:: Exercises ::
(a) In the Woot Sony Reader thread, reproduce the stretch from "I thought so" through "a good price.", changing "Kindle" to "Nook".
(b) According to the Woot Sony Reader thread, on what day is gadgetgirl003's iPad supposed to be delivered?

:: Provided passage ::
■ ■ ■ ■ ■ ■ ■

# Today's Woot...Sony Readers $109.99



## gadgetgirl003 (Mar 22, 2009)

As my title suggests, today Woot has the Sony pocket reader for only 109.99


----------



## Betsy the Quilter (Oct 27, 2008)

Woot!  That's a good deal!

Betsy


----------



## Betsy the Quilter (Oct 27, 2008)

I loved this part of the description:



> Of course there will always be those technophobic, progress-averse Luddites who'll whine about how you never have to worry about battery life with an olde-fashioned book of pulped and bound tree flesh. But you know something, Grandpa? You never have to worry about a sewage clog when you poop in a chamber pot, either. Does that make it better than our fancy, newfangled indoor plumbing?


Betsy


----------



## gadgetgirl003 (Mar 22, 2009)

Betsy the Quilter said:


> Woot! That's a good deal!
> 
> Betsy


I thought so too so it makes me want to buy it just because it seems like such a good deal and then I would be able to read library books. Of course since I am on iPad watch(It's supposed to be delivered Friday) and already have my Kindle, I can't justify getting it right now even with its being offered at such a good price.


----------



## gadgetgirl003 (Mar 22, 2009)

Betsy the Quilter said:


> I loved this part of the description:
> 
> Betsy


LOL I love Woot's little stories.


----------



## Ann in Arlington (Oct 27, 2008)

■ ■ ■ ■ ■ ■ ■

:: Given information ::
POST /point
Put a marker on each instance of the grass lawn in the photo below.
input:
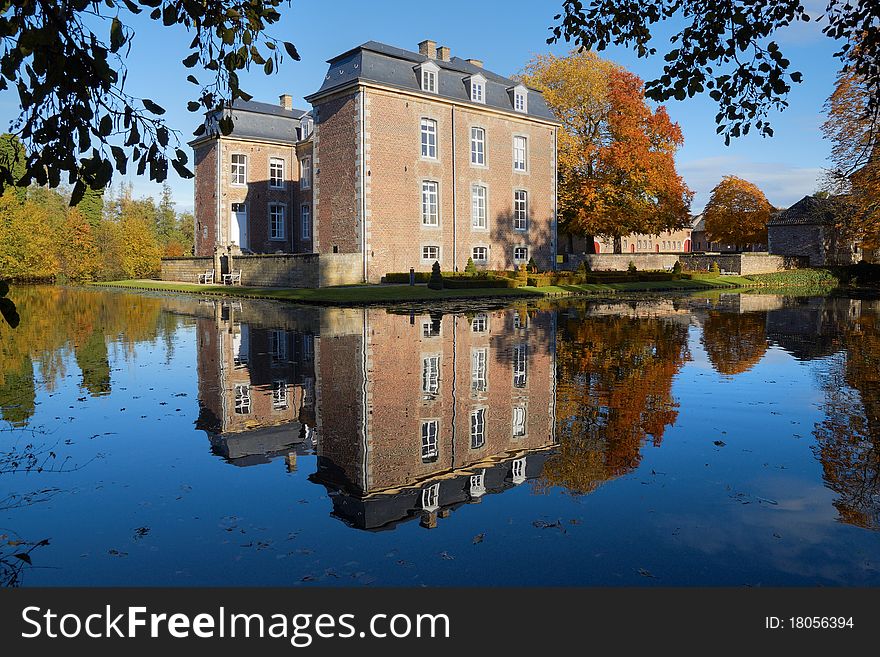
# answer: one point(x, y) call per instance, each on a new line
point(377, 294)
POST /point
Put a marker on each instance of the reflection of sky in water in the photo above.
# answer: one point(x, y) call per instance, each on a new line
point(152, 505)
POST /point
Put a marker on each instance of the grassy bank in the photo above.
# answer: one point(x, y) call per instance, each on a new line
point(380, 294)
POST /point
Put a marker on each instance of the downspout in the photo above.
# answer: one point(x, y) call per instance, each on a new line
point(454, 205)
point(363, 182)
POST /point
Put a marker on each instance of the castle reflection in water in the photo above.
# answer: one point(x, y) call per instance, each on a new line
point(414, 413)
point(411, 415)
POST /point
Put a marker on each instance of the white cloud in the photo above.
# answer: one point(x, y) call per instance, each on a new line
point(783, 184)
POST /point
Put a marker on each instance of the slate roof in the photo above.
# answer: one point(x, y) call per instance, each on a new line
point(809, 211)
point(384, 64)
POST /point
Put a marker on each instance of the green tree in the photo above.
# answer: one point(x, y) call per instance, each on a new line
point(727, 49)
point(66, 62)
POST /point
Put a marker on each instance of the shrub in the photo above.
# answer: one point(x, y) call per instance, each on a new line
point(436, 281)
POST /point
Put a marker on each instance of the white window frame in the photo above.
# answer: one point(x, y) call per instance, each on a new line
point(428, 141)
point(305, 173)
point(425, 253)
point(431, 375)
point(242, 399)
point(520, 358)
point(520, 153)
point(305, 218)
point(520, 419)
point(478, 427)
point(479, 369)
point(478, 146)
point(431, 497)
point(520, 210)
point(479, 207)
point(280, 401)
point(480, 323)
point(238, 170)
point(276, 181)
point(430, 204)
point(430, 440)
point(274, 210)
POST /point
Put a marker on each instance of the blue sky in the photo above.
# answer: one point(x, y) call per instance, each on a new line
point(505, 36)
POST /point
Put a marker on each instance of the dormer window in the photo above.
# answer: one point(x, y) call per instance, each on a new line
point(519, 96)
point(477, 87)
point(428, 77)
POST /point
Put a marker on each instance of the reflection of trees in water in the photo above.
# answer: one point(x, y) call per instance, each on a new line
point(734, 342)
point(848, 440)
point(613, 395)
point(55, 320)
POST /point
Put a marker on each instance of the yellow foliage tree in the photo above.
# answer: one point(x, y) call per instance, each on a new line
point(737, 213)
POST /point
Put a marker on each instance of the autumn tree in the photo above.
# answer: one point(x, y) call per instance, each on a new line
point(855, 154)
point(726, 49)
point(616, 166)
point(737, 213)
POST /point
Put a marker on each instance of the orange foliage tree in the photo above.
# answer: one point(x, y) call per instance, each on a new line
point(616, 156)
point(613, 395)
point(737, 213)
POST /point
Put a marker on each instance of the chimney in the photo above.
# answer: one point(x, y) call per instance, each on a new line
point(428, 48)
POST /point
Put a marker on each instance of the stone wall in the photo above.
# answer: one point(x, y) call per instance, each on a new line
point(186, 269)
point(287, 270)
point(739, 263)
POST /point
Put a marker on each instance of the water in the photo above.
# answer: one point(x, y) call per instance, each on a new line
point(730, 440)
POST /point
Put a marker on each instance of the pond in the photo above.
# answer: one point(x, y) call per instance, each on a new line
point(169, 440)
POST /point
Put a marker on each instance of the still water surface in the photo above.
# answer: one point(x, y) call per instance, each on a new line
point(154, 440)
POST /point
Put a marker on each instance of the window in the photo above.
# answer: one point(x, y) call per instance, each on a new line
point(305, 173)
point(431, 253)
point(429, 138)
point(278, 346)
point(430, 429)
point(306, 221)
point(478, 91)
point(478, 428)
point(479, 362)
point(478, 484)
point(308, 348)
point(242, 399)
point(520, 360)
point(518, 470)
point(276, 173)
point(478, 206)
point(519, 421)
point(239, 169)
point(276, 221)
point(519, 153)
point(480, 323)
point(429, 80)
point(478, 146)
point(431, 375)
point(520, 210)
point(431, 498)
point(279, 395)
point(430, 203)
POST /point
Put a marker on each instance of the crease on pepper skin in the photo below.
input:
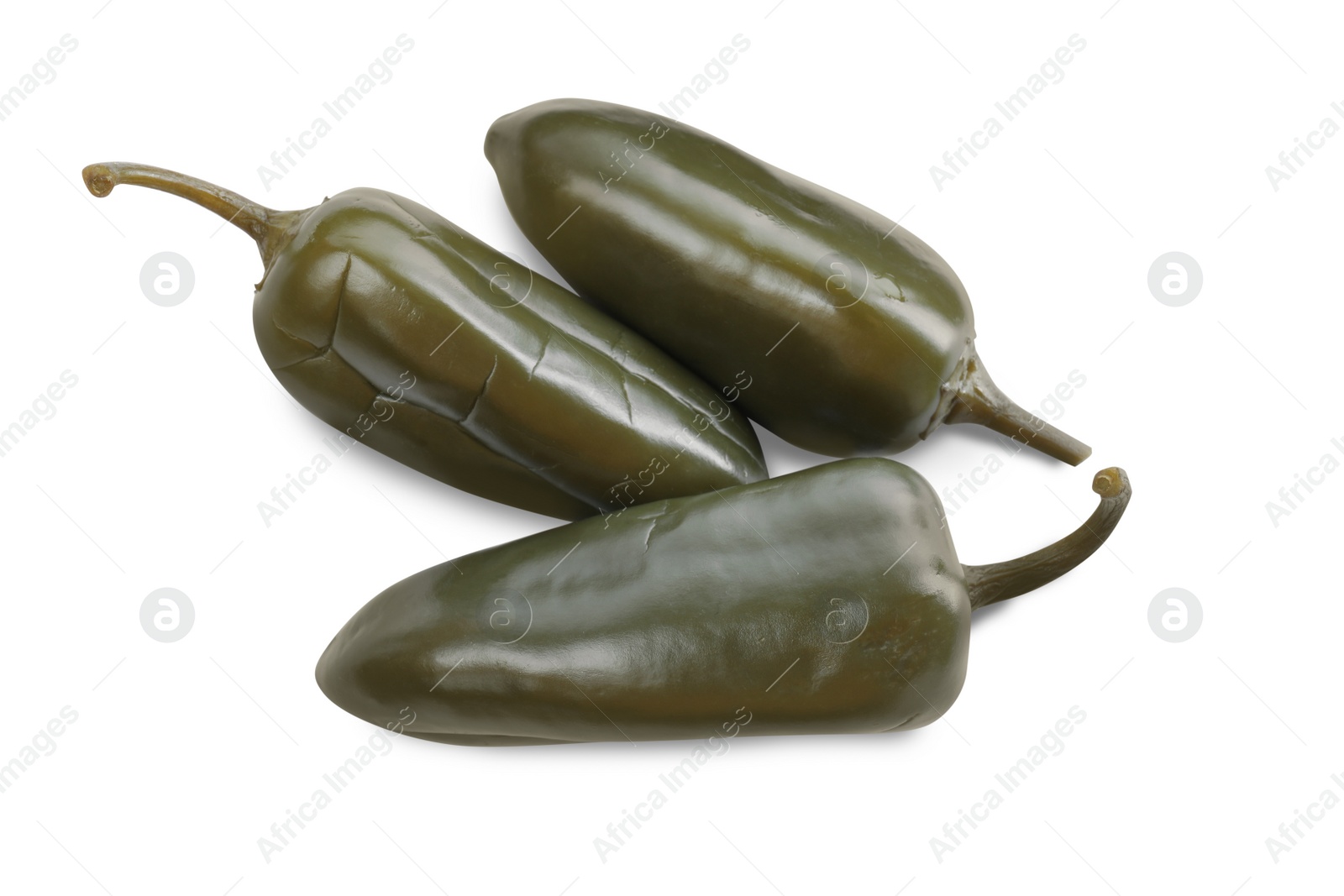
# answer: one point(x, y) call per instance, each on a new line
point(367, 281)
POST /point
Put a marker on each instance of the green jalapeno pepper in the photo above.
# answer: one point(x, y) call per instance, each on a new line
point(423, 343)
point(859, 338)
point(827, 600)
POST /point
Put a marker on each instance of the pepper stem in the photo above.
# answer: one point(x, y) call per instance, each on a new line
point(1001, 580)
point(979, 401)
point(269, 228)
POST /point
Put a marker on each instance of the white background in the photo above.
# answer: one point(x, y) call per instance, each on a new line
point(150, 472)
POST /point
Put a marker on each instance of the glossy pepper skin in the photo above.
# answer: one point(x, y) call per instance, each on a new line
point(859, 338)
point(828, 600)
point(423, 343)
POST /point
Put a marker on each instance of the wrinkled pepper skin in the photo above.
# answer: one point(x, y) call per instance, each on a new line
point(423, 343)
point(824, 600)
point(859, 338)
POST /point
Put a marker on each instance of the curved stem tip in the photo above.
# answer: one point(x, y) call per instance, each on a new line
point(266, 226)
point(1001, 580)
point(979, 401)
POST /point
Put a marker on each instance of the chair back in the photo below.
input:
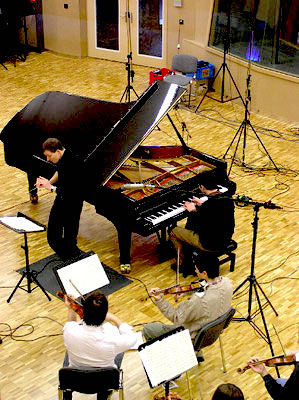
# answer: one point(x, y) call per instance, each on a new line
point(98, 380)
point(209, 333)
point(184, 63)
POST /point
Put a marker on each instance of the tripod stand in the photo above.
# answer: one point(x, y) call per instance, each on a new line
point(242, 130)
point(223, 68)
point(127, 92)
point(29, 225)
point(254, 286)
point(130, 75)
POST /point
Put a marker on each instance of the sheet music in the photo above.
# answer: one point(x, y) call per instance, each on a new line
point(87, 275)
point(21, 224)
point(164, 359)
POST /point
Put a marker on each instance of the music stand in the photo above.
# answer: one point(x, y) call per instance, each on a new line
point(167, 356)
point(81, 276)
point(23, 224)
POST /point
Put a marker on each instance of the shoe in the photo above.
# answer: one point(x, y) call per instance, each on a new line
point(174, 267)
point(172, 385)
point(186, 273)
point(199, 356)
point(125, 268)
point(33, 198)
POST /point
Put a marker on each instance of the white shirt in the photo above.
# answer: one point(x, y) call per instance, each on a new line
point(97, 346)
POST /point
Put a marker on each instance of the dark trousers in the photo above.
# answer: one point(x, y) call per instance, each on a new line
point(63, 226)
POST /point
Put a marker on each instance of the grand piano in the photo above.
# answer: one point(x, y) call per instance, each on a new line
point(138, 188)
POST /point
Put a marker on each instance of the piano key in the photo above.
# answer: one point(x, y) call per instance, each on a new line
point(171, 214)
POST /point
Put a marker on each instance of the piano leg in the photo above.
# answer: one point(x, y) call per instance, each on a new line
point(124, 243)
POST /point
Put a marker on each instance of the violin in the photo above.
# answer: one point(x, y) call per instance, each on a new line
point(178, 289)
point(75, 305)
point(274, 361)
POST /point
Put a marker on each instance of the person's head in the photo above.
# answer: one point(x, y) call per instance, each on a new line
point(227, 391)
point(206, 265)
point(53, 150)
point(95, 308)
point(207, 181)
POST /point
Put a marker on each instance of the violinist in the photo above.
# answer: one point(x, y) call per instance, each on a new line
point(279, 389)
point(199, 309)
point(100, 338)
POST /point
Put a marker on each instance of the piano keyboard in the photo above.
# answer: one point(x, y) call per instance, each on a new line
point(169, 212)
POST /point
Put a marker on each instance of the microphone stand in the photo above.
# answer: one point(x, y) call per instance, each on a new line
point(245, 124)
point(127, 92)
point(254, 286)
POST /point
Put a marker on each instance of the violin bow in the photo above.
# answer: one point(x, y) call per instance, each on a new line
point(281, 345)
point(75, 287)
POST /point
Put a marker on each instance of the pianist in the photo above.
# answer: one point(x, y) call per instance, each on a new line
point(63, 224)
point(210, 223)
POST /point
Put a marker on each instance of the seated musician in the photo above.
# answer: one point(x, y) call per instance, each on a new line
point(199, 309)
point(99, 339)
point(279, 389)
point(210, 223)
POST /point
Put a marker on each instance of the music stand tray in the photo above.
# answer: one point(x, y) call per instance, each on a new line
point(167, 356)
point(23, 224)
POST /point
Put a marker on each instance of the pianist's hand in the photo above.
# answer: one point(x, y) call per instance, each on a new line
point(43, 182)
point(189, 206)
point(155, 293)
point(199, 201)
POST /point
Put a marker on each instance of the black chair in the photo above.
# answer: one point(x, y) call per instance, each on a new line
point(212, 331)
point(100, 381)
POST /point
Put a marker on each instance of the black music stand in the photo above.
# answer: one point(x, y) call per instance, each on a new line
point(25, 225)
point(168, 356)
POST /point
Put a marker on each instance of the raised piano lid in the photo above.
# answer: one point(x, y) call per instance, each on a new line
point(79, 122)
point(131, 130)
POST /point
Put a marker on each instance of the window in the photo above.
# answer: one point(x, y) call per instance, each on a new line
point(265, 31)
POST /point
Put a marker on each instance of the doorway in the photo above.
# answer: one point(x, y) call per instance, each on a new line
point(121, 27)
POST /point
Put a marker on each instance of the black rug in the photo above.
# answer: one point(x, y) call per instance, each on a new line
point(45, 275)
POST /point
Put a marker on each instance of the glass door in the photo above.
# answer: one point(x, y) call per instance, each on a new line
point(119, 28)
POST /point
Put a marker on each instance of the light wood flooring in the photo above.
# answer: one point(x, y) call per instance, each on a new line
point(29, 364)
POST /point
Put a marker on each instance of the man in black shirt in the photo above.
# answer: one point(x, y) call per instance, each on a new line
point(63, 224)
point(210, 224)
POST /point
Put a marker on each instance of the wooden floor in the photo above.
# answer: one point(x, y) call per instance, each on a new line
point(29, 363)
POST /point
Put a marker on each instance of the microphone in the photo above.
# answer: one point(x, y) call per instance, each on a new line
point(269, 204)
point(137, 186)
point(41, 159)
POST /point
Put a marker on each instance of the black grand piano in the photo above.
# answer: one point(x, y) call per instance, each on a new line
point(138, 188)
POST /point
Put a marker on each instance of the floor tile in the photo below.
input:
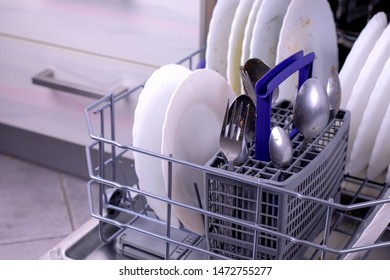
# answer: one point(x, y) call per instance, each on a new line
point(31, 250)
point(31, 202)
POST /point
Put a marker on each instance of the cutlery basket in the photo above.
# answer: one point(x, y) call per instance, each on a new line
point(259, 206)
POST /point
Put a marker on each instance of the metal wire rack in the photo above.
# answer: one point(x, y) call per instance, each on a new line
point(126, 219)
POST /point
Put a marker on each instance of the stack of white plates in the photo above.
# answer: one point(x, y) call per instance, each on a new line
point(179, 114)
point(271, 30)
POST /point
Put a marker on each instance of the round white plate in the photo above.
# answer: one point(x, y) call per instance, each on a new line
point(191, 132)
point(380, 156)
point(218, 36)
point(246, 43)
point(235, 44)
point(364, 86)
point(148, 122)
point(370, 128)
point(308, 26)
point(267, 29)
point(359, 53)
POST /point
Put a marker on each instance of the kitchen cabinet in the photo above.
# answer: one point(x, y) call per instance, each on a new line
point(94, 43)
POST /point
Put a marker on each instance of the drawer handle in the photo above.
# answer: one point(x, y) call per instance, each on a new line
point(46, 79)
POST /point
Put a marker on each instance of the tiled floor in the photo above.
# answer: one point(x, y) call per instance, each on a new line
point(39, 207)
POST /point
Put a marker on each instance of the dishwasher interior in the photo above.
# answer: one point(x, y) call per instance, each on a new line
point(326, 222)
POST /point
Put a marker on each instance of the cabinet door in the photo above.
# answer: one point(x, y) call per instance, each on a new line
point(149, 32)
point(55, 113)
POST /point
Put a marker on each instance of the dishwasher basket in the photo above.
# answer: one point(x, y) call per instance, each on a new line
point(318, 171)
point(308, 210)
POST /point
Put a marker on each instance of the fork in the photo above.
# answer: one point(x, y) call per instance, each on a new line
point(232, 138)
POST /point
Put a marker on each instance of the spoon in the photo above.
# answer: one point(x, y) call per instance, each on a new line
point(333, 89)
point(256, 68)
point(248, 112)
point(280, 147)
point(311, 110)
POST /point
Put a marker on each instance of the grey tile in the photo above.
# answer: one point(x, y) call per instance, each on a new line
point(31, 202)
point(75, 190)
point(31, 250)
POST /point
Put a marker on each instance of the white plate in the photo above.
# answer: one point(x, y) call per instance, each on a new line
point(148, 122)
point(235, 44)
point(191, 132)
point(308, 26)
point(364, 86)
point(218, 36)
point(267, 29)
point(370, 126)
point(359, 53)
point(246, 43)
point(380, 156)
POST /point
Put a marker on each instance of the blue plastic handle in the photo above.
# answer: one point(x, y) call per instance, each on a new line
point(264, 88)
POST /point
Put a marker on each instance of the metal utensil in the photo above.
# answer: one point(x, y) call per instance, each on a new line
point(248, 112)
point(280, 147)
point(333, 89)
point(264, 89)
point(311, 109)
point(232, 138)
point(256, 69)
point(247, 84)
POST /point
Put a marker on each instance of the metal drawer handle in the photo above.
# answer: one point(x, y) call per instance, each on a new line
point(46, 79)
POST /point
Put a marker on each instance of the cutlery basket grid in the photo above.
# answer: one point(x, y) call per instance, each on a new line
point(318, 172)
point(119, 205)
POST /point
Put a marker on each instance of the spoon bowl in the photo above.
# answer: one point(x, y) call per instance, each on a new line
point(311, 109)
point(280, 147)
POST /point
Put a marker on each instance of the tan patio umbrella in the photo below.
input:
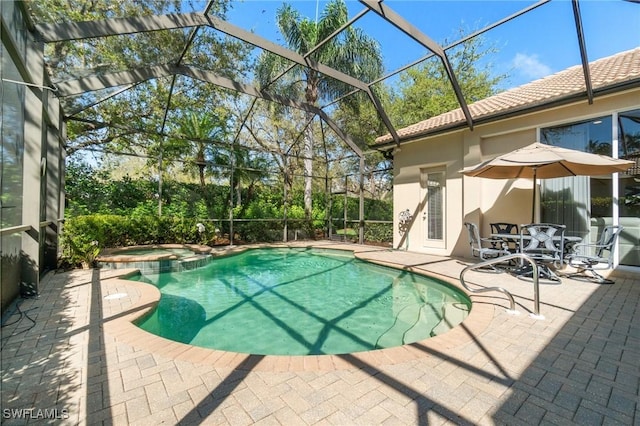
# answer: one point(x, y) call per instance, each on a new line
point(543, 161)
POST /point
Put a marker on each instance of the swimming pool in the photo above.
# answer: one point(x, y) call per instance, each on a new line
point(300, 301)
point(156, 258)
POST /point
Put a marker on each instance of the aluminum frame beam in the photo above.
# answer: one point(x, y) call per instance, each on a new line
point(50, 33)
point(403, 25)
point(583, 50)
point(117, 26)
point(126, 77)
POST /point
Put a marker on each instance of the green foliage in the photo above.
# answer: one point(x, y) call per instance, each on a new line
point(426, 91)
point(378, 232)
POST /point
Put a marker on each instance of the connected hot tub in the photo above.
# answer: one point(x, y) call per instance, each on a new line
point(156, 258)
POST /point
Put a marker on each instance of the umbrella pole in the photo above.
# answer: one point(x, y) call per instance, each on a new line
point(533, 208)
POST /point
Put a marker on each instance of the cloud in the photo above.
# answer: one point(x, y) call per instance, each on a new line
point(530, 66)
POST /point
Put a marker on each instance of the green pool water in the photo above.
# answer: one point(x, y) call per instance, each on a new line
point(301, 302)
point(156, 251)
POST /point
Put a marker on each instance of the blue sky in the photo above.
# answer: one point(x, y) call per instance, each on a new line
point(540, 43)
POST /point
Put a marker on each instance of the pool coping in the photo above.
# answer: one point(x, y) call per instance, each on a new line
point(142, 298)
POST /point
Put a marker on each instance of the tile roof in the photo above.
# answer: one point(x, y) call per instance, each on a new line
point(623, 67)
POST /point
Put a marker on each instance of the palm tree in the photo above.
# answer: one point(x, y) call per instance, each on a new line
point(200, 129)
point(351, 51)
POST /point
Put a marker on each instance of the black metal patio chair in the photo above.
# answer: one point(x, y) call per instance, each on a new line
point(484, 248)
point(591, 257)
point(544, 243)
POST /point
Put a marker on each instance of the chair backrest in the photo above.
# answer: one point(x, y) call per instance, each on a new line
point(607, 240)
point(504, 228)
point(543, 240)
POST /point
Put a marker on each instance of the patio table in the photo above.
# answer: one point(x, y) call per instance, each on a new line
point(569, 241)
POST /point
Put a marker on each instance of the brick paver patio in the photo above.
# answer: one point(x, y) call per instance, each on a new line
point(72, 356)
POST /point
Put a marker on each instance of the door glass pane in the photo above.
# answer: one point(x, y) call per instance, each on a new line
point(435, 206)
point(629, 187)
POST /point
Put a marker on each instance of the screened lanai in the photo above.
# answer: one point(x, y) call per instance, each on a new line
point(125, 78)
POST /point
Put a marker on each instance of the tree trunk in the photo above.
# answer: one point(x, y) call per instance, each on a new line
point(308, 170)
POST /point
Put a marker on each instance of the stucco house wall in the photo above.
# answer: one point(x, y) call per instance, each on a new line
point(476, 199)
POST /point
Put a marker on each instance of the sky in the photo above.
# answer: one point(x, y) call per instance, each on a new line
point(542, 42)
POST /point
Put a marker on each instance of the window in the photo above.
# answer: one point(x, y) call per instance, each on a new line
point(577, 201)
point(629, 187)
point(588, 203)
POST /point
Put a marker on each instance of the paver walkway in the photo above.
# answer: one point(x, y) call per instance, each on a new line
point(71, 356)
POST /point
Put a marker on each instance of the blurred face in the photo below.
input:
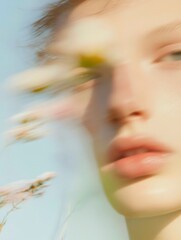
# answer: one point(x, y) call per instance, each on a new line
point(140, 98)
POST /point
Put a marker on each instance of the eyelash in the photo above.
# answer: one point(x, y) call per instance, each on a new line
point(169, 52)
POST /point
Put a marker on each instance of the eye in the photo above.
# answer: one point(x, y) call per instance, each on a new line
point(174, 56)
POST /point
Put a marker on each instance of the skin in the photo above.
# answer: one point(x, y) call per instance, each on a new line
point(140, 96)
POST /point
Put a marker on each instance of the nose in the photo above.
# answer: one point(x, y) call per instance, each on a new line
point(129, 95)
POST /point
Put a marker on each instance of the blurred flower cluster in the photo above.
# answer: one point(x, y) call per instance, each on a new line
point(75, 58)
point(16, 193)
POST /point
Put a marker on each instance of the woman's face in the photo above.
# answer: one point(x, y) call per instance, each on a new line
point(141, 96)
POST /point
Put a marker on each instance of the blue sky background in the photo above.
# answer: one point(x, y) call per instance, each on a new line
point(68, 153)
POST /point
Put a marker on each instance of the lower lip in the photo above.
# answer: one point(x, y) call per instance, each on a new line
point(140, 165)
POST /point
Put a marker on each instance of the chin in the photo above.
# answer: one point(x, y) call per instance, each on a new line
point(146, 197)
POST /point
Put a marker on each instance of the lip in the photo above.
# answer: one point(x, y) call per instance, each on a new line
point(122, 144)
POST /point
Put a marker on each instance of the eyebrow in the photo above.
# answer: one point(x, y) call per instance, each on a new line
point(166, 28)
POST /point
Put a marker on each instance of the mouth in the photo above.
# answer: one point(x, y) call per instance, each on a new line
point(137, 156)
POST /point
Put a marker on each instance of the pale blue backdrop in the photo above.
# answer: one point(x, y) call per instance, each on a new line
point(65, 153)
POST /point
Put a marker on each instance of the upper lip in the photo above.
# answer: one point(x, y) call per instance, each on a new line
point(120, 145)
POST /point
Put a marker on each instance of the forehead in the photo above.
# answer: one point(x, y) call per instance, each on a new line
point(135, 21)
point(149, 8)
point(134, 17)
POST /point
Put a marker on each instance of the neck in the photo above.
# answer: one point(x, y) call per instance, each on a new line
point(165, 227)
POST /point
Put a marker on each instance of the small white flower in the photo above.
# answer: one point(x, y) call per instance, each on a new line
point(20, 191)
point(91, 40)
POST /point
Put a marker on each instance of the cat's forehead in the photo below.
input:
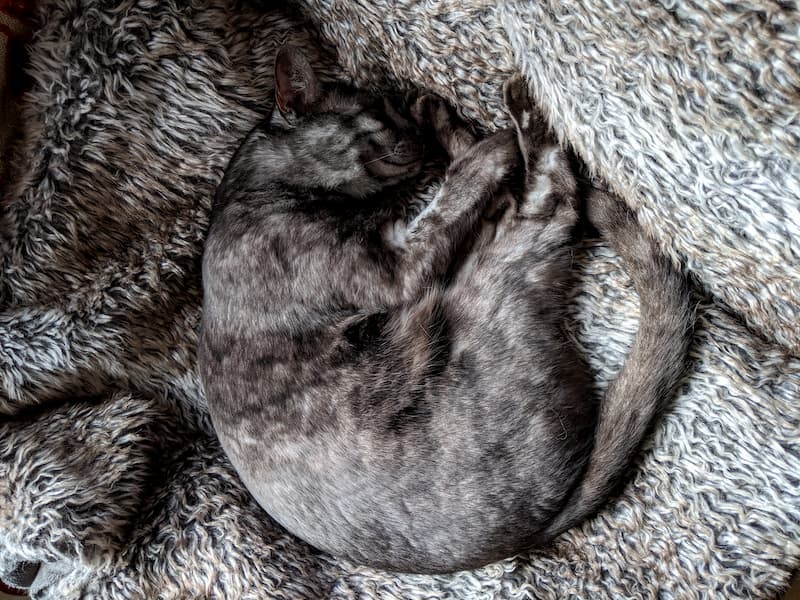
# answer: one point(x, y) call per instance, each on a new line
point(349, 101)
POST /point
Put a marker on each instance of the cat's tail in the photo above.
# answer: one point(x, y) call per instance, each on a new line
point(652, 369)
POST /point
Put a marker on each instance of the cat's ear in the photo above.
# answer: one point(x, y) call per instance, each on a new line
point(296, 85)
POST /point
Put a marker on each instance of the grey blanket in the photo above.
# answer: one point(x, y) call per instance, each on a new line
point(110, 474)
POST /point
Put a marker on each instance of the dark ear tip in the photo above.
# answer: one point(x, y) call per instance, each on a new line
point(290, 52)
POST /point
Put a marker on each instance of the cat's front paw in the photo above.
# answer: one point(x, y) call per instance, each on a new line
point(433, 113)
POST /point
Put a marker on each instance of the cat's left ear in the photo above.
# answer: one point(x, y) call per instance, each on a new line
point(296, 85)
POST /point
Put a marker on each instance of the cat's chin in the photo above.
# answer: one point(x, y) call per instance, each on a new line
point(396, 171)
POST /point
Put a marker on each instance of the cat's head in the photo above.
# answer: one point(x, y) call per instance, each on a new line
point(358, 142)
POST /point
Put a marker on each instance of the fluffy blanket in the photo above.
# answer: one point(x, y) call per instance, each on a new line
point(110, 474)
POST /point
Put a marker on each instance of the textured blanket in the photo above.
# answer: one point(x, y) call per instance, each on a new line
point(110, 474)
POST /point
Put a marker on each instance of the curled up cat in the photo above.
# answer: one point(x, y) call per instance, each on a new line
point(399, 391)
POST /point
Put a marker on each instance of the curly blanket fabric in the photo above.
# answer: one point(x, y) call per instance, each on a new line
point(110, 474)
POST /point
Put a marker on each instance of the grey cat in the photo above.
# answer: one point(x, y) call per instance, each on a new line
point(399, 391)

■ ■ ■ ■ ■ ■ ■

:: Results by task ::
(a)
I thought so too so it makes me want to buy it just because it seems like such a good deal and then I would be able to read library books. Of course since I am on iPad watch(It's supposed to be delivered Friday) and already have my Nook, I can't justify getting it right now even with its being offered at such a good price.

(b) Friday.